## Text section
= Beginning of Section =

Sep 19, 2023 - Technology

Google's Bard launches fact-check features as AI race continues

Illustration: Shoshana Gordon/Axios

Users can now ask Google's Bard chatbot to double-check its answers and can connect it to their Google apps and services, in the first update to the product since July.

Why it matters: Google is racing to integrate AI into its main products, hoping to extend their dominance, after being caught out earlier this year when Microsoft integrated ChatGPT into its Bing search engine and added an AI "copilot" to Microsoft 365.

What's happening: New and existing English-language Bard users will be prompted to decide if they want to add Bard Extensions when they use the chatbot.

  • The opt-in Extensions plug-in connects Bard to Google products such as Gmail, Docs, Drive, Maps, YouTube, and Google Flights. The service could, for example, summarize unread emails or construct a draft trip itinerary combining material from your Gmail, Docs and Google Flights.
  • If a user clicks on a "Google it" feature button (the "G" icon) next to a Bard answer, Bard will check line by line "if there is content across the web to substantiate" its response, the company said in a statement, and provide that breakdown with applicable links.
  • Existing English language features — including image uploading and inclusion of search images in Bard responses — are expanding to more than 40 supported languages.

= End of Section =

## Work request A
Answer these questions using the article on Bard's update, one answer per line and marked the same way:
(i) In what month did Bard last get an update before this one?
(ii) Which icon marks the "Google it" feature button?
(iii) How many supported languages are image uploading and search images in Bard responses expanding to?
## Work request B
Supply the next part of the article on Bard's update, picking up after its final bullet point.
The records have nothing to do with the article on Bard's update.

## Data provided
= Beginning of Section =

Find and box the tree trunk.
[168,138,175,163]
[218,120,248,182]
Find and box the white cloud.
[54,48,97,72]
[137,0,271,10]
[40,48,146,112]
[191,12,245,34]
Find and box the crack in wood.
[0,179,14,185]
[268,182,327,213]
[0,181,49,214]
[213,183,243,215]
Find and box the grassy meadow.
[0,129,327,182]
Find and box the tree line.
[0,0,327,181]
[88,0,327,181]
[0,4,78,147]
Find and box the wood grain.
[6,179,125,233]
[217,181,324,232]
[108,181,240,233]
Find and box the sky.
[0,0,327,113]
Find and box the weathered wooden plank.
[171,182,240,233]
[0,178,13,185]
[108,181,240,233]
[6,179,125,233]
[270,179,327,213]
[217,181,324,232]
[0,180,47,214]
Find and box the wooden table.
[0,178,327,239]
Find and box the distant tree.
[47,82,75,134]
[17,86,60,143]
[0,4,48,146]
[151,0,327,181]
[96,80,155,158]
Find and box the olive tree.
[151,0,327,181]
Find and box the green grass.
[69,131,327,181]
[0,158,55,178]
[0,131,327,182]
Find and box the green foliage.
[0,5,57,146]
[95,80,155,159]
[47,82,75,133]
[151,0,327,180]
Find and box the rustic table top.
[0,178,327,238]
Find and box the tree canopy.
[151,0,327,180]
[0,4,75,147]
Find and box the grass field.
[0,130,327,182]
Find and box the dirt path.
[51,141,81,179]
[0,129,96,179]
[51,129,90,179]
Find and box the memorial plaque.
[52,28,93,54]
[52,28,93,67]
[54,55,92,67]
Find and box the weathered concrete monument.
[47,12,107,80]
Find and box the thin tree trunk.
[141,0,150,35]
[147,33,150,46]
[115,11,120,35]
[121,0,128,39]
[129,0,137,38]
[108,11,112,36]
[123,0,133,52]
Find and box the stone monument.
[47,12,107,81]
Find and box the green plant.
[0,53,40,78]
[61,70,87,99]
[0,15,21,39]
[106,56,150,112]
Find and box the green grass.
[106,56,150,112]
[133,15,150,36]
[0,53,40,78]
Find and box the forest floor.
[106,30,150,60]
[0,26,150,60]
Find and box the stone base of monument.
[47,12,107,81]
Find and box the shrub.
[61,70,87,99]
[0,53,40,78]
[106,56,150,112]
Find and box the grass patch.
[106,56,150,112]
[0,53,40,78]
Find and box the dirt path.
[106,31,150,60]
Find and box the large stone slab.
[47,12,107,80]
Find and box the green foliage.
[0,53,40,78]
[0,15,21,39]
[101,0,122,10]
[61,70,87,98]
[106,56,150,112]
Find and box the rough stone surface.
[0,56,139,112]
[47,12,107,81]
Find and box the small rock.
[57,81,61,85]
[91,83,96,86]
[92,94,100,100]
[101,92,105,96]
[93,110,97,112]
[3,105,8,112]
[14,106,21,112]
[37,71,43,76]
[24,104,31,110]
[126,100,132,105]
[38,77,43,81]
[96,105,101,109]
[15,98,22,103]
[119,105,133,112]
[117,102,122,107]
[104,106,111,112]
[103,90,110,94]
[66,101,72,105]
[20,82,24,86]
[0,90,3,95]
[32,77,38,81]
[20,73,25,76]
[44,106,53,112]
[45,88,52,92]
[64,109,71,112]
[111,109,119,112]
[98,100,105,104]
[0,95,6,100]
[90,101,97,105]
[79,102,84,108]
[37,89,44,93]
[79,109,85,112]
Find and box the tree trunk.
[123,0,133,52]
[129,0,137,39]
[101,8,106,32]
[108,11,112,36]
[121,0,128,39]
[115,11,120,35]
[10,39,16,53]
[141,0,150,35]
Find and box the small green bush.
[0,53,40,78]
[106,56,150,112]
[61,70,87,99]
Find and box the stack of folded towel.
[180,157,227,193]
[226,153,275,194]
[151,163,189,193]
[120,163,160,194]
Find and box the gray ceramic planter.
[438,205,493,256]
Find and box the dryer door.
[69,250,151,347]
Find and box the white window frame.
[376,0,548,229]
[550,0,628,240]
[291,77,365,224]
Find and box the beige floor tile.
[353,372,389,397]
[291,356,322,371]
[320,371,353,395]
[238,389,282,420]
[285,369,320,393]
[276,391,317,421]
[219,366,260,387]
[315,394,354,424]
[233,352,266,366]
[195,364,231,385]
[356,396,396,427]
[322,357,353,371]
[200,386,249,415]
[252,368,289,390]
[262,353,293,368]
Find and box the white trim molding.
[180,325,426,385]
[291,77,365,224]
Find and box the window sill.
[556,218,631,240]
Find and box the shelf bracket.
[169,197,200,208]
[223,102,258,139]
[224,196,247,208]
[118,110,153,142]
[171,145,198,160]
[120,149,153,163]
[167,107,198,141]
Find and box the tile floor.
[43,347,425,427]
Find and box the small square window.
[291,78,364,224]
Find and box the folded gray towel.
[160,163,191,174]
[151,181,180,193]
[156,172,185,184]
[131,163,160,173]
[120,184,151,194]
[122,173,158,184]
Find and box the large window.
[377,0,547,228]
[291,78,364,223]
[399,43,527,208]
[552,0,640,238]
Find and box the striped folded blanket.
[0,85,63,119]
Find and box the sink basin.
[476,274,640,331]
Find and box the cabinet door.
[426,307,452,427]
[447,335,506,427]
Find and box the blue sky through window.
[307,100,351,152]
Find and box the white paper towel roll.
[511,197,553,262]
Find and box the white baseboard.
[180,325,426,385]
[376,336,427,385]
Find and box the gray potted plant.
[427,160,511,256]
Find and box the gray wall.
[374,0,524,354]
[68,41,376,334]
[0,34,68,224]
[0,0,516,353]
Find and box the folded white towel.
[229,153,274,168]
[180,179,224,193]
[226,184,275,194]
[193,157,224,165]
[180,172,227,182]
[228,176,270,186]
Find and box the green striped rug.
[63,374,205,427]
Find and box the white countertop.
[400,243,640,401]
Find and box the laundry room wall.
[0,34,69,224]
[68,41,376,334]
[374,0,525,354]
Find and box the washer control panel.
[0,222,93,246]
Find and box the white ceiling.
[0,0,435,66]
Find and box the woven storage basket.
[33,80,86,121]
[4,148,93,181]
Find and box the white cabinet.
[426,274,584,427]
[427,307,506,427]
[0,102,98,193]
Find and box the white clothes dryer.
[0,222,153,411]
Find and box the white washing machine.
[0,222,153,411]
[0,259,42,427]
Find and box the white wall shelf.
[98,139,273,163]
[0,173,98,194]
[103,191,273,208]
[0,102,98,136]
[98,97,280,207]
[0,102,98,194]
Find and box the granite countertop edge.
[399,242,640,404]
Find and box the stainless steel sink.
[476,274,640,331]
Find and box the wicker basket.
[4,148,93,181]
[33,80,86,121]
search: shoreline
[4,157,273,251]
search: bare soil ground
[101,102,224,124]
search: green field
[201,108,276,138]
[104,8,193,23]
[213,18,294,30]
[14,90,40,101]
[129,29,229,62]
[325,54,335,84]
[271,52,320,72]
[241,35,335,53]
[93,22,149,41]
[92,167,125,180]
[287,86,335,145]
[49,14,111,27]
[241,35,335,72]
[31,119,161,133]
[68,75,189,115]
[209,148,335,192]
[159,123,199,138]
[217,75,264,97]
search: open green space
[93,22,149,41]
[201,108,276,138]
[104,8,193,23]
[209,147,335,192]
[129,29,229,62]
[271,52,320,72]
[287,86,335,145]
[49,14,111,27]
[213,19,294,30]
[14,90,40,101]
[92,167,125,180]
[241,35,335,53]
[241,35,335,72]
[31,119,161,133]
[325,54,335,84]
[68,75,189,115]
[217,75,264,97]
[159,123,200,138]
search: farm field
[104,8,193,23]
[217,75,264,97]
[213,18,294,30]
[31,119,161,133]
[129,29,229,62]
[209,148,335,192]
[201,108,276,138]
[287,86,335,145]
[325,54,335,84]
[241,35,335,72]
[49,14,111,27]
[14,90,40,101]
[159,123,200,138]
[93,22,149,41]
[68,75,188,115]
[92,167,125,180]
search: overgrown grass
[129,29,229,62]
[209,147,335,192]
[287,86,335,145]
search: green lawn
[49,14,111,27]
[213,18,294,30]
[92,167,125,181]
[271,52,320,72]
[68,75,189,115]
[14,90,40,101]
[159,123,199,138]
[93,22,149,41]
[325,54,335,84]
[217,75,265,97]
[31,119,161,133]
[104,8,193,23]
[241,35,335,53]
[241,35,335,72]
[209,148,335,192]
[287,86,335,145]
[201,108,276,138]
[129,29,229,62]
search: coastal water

= End of Section =

## Answer section A
(i) July
(ii) The "G" icon
(iii) More than 40

## Answer section B
The intrigue: Google promised in a blog post that "your content from Gmail, Docs and Drive is not seen by human reviewers, used by Bard to show you ads or used to train the Bard model."

  • Tech companies have been accused of a data land grab as they grapple with how to train new and improved AI products.

What they're saying: While walking Axios through Extensions, Jack Krawczyk, Google's product lead for Bard, said he found the new features most useful in helping him to parse back-to-school correspondence for his child and prompting him to "bring his curiosity to life" by searching in better ways.

  • Two types of user feedback drove today's product updates.
  • "The average person around the country says, '[AI] is super cool, but I still haven't figured out how to make it useful in my life,'" Krawczyk said.
  • Many told Google they were concerned about chatbot "hallucinations" (making things up).